Please repeat every entry, keeping each one exactly the same.
---- Records shown
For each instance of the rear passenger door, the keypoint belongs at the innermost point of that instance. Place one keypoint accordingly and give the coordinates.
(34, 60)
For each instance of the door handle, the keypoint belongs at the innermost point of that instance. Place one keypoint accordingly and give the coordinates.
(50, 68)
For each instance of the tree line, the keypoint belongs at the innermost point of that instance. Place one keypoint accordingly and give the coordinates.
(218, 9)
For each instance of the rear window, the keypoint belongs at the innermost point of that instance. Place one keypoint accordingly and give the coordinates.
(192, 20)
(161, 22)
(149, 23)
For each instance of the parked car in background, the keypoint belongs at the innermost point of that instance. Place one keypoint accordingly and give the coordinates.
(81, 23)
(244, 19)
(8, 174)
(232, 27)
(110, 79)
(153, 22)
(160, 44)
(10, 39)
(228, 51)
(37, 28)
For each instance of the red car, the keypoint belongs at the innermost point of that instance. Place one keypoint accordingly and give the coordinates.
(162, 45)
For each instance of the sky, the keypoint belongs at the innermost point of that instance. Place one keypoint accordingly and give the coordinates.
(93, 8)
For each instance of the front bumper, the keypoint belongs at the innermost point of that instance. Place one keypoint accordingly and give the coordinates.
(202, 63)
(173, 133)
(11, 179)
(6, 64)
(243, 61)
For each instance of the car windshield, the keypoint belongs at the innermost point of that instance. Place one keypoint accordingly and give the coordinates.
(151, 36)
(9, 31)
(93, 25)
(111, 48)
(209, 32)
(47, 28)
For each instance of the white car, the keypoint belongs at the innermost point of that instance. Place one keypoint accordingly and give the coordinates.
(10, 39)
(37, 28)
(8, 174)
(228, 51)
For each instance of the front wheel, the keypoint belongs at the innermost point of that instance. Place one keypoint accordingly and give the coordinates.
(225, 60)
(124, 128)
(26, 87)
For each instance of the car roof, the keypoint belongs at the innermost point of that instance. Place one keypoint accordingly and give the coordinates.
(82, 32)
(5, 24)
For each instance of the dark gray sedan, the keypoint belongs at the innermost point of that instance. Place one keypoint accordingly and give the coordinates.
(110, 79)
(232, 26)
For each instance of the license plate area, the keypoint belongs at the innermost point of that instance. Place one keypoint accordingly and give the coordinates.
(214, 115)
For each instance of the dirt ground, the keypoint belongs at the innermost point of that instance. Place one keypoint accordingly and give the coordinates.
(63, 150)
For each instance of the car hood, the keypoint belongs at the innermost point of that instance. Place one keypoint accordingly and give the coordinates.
--------
Your response:
For each instance of the rear passenger door, the keypoint belongs at the innermost point of that instance. Place one keypoint accordingly and give the coordinates.
(34, 60)
For each instance of the door handle, the keypoint belongs at the innermost point of that instance. Place one keypoint accordingly and give the coordinates.
(50, 68)
For each instance of the tree line, the keypoint belongs at the innermost point of that instance. Place one keypoint accordingly and give the coordinates.
(218, 9)
For each instance of the rear window, the keypoint belongs at the innermost point of that instance. Place one keypoint accordingly and give the coordinates.
(192, 20)
(161, 22)
(149, 23)
For each instance of the parked car in background, the keypoint belongs at the innermost point of that instance. Place one keypoint accordingly and give the coordinates.
(81, 23)
(244, 19)
(8, 174)
(232, 27)
(110, 79)
(153, 22)
(160, 44)
(10, 39)
(228, 51)
(37, 28)
For each instance of the red car, the keypoint belongs at the innermost point of that instance. Place one keypoint accordingly and give the coordinates.
(162, 45)
For each instance of the sky, the keypoint belongs at the innermost point of that instance. Place one keypoint accordingly and give the coordinates.
(93, 8)
For each instance of the front bumper, the keypoint belongs at the innermost point of that instance. Place one keypoint accordingly and give the coordinates.
(202, 63)
(173, 133)
(11, 179)
(6, 64)
(243, 61)
For each instance of the car windshield, the keypoint belongs at the innermost point of that instance. Place one keypoint accordingly and give the coordinates.
(151, 36)
(9, 31)
(93, 25)
(111, 48)
(209, 32)
(47, 28)
For each instance of the white car, the keypoint belongs at the innermost point of that instance. Place one keypoint accordingly and give the coordinates.
(10, 39)
(37, 28)
(8, 174)
(228, 51)
For each instance of the front wheel, the keypoint belongs at the innermost point of that instance. Place one keypoint accordingly and give the coordinates.
(225, 60)
(124, 128)
(26, 87)
For each instance of the car roof, the keypoint belongs at the innermost point of that instance. Place one keypoint accordingly and give the coordinates.
(82, 32)
(5, 24)
For each instance of the dark gray sedan, the keypoint belongs at the innermost point of that instance. Place one keypoint accordingly and give the coordinates.
(110, 79)
(232, 26)
For each instance of the license plate area, the keypoint belongs at the innermost point of that instance. Place one keypoint accordingly and give the coordinates.
(214, 115)
For each instance of the dirt ground, the keypoint belongs at the innermost point of that instance. Place one keypoint accordingly and give the coordinates.
(63, 150)
For each instance of the car hood, the keypoint belongs at the innermost point of that instance. Place one keypoint accordingly and give the coordinates.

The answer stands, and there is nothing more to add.